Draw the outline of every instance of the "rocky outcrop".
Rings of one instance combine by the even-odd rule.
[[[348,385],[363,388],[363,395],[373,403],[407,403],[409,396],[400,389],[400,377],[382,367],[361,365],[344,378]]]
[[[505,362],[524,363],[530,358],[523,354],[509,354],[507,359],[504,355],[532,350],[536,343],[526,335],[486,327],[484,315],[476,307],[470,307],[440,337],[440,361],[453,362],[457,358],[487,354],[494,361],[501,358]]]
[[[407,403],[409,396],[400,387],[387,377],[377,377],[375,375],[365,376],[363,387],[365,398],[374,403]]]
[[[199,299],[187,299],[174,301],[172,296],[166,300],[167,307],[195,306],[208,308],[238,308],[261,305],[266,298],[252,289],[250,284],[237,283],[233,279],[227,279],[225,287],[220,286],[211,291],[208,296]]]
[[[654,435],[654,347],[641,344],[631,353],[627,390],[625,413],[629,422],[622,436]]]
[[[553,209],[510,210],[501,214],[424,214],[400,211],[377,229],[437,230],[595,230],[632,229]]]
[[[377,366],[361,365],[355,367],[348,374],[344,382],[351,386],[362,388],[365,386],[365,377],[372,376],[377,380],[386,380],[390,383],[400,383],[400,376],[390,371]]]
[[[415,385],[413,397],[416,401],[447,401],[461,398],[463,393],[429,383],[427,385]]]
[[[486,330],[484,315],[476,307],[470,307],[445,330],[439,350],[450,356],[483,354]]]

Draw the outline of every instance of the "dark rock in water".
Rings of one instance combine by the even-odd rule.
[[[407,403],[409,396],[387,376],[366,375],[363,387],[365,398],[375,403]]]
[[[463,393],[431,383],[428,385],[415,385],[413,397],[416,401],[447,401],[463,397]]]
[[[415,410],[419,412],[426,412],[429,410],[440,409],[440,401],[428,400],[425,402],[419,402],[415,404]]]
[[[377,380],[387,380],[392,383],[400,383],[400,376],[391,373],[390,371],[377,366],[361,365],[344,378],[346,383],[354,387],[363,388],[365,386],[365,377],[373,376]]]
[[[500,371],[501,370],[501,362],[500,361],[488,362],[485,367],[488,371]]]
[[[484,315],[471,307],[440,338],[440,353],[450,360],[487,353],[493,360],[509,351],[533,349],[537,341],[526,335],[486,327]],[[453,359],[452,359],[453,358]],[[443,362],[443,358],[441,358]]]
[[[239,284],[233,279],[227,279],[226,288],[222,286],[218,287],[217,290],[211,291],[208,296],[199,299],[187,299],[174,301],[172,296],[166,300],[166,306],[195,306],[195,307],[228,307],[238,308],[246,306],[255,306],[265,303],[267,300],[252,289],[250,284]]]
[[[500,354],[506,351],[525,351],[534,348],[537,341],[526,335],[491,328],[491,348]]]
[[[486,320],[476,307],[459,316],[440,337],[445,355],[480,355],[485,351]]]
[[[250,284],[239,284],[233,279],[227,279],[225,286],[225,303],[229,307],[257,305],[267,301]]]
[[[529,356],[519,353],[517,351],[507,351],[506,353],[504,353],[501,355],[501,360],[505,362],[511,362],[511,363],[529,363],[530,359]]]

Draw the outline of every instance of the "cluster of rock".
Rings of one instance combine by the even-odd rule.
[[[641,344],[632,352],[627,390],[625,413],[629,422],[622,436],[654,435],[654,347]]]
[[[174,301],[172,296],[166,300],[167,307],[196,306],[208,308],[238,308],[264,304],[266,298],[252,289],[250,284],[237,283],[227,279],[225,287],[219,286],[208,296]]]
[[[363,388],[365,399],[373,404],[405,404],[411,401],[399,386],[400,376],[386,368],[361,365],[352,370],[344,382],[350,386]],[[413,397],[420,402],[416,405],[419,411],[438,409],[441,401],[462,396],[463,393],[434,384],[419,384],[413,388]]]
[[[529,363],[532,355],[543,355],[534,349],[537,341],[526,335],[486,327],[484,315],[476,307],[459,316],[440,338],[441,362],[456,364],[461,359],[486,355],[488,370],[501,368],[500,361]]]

____________________

Short problem | Extract all of the data above and output it character for character.

Task solution |
Draw the outline of every instance of the "rocky outcrop".
Rings of one instance combine by the even-odd rule.
[[[348,385],[363,388],[363,395],[373,403],[407,403],[409,396],[400,389],[400,377],[382,367],[361,365],[344,378]]]
[[[505,362],[524,363],[530,358],[523,354],[509,354],[507,359],[504,355],[532,350],[536,343],[526,335],[486,327],[484,315],[476,307],[470,307],[440,337],[440,361],[453,362],[457,358],[487,354],[494,361],[501,358]]]
[[[407,403],[409,396],[400,387],[387,377],[377,377],[375,375],[365,376],[363,387],[365,398],[374,403]]]
[[[199,299],[187,299],[174,301],[172,296],[166,300],[167,307],[195,306],[208,308],[238,308],[261,305],[266,298],[252,289],[250,284],[237,283],[233,279],[227,279],[225,287],[220,286],[211,291],[208,296]]]
[[[654,435],[654,347],[641,344],[631,353],[627,390],[625,413],[629,422],[622,436]]]
[[[553,209],[510,210],[501,214],[424,214],[400,211],[377,229],[437,230],[595,230],[632,229]]]
[[[377,366],[361,365],[355,367],[348,374],[344,382],[351,386],[362,388],[365,386],[365,377],[372,376],[377,380],[386,380],[390,383],[400,383],[400,376],[390,371]]]
[[[415,385],[413,397],[416,401],[447,401],[461,398],[463,393],[429,383],[427,385]]]
[[[486,330],[484,315],[476,307],[470,307],[445,330],[439,350],[450,356],[483,354]]]

Draw the outline of every instance of the "dark rock in water".
Rings of one instance combine by the even-odd rule.
[[[407,403],[409,396],[387,376],[366,375],[363,387],[365,398],[375,403]]]
[[[463,393],[431,383],[428,385],[415,385],[413,397],[416,401],[447,401],[463,397]]]
[[[415,410],[419,412],[426,412],[429,410],[440,409],[440,401],[428,400],[425,402],[419,402],[415,404]]]
[[[377,380],[387,380],[392,383],[400,383],[400,376],[391,373],[390,371],[377,366],[361,365],[344,378],[346,383],[354,387],[363,388],[365,386],[365,377],[373,376]]]
[[[500,371],[501,370],[501,362],[500,361],[488,362],[485,367],[488,371]]]
[[[484,315],[471,307],[440,338],[440,353],[450,360],[487,353],[493,360],[509,351],[533,349],[537,341],[526,335],[486,327]],[[453,359],[452,359],[453,358]],[[443,362],[443,358],[441,358]]]
[[[239,284],[233,279],[227,279],[226,288],[222,286],[218,287],[217,290],[211,291],[208,296],[199,299],[187,299],[174,301],[172,296],[166,300],[166,306],[195,306],[195,307],[228,307],[238,308],[246,306],[255,306],[265,303],[267,300],[252,289],[250,284]]]
[[[500,354],[506,351],[525,351],[534,348],[537,341],[526,335],[491,328],[491,348]]]
[[[486,320],[476,307],[459,316],[440,337],[445,355],[480,355],[485,351]]]
[[[250,284],[239,284],[233,279],[227,279],[225,286],[225,303],[229,307],[257,305],[267,301]]]
[[[529,356],[519,353],[517,351],[507,351],[506,353],[504,353],[501,355],[501,360],[505,362],[511,362],[511,363],[529,363],[530,359]]]

Draw the outline of every instance of the "cluster of rock".
Rings of one instance combine by the even-odd rule.
[[[641,344],[632,352],[627,390],[625,413],[629,422],[622,436],[654,435],[654,347]]]
[[[174,301],[172,296],[166,300],[167,307],[196,306],[208,308],[238,308],[264,304],[266,298],[252,289],[250,284],[237,283],[227,279],[225,287],[219,286],[208,296]]]
[[[363,388],[365,399],[373,404],[405,404],[411,401],[399,386],[400,376],[386,368],[361,365],[352,370],[344,382],[350,386]],[[413,397],[420,402],[416,405],[419,411],[438,409],[441,401],[462,396],[463,393],[434,384],[419,384],[413,388]]]
[[[529,363],[532,355],[543,355],[534,349],[537,341],[526,335],[486,327],[484,315],[476,307],[459,316],[440,338],[441,362],[456,364],[461,359],[486,355],[488,370],[501,368],[500,361]]]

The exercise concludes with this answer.